— start —
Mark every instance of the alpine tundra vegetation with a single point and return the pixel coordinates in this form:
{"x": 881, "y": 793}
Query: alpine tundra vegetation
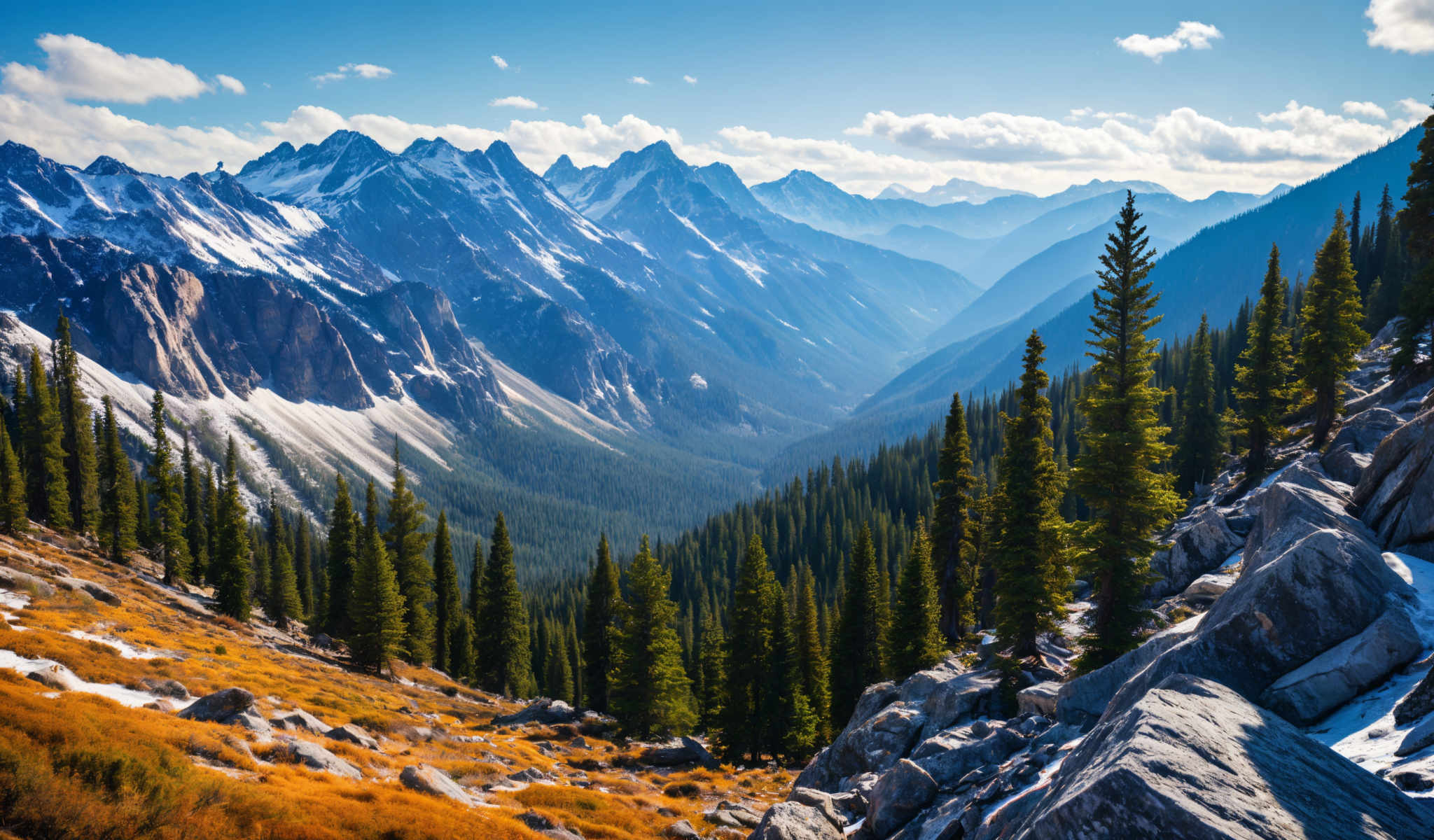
{"x": 396, "y": 446}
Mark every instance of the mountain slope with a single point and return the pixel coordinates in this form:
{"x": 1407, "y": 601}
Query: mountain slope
{"x": 197, "y": 223}
{"x": 828, "y": 314}
{"x": 1213, "y": 272}
{"x": 954, "y": 190}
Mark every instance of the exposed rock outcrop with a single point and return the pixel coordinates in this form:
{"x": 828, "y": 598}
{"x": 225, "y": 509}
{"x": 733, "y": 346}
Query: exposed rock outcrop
{"x": 1193, "y": 759}
{"x": 1395, "y": 496}
{"x": 1199, "y": 544}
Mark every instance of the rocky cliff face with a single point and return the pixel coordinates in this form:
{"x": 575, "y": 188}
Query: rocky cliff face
{"x": 220, "y": 332}
{"x": 1295, "y": 701}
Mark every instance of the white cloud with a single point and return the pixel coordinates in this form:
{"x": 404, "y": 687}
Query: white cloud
{"x": 1402, "y": 26}
{"x": 359, "y": 71}
{"x": 1364, "y": 109}
{"x": 1416, "y": 109}
{"x": 231, "y": 83}
{"x": 1190, "y": 34}
{"x": 76, "y": 68}
{"x": 515, "y": 102}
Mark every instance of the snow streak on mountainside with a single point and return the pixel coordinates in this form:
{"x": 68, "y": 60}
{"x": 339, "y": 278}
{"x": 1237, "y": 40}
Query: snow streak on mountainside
{"x": 842, "y": 307}
{"x": 195, "y": 221}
— end —
Return every one of the records above word for word, leaving the pictures out.

Mark every instance of the alpine tundra vegetation with a single point and return the pixel coordinates in this form:
{"x": 881, "y": 793}
Query: alpine tundra vegetation
{"x": 396, "y": 446}
Mark every instance of the mountain slope with a single point and return the pixel coordinates in this form:
{"x": 1407, "y": 601}
Query: mountain slope
{"x": 197, "y": 223}
{"x": 828, "y": 314}
{"x": 1213, "y": 272}
{"x": 954, "y": 190}
Mark every instance of the exposed rock outcrop with a single point and return the pixel coordinates in this form:
{"x": 828, "y": 598}
{"x": 225, "y": 509}
{"x": 733, "y": 346}
Query: exposed rock outcrop
{"x": 1193, "y": 759}
{"x": 1395, "y": 496}
{"x": 1199, "y": 544}
Mark every instance of the rocky cliff face with a single point and return the pixel coordinates in this form:
{"x": 575, "y": 188}
Query: rocky cliff face
{"x": 220, "y": 332}
{"x": 1295, "y": 701}
Mark every instance of the white cloud with a single point and return the pixel coordinates in this form:
{"x": 404, "y": 687}
Query: white cloud
{"x": 1402, "y": 26}
{"x": 359, "y": 71}
{"x": 1364, "y": 109}
{"x": 1416, "y": 109}
{"x": 231, "y": 83}
{"x": 1190, "y": 34}
{"x": 76, "y": 68}
{"x": 515, "y": 102}
Mark every instance of the snow streak on mountainside with a single point and return the pixel coordinates in this form:
{"x": 68, "y": 60}
{"x": 339, "y": 278}
{"x": 1237, "y": 40}
Query: snow streak on mountainside
{"x": 842, "y": 307}
{"x": 195, "y": 221}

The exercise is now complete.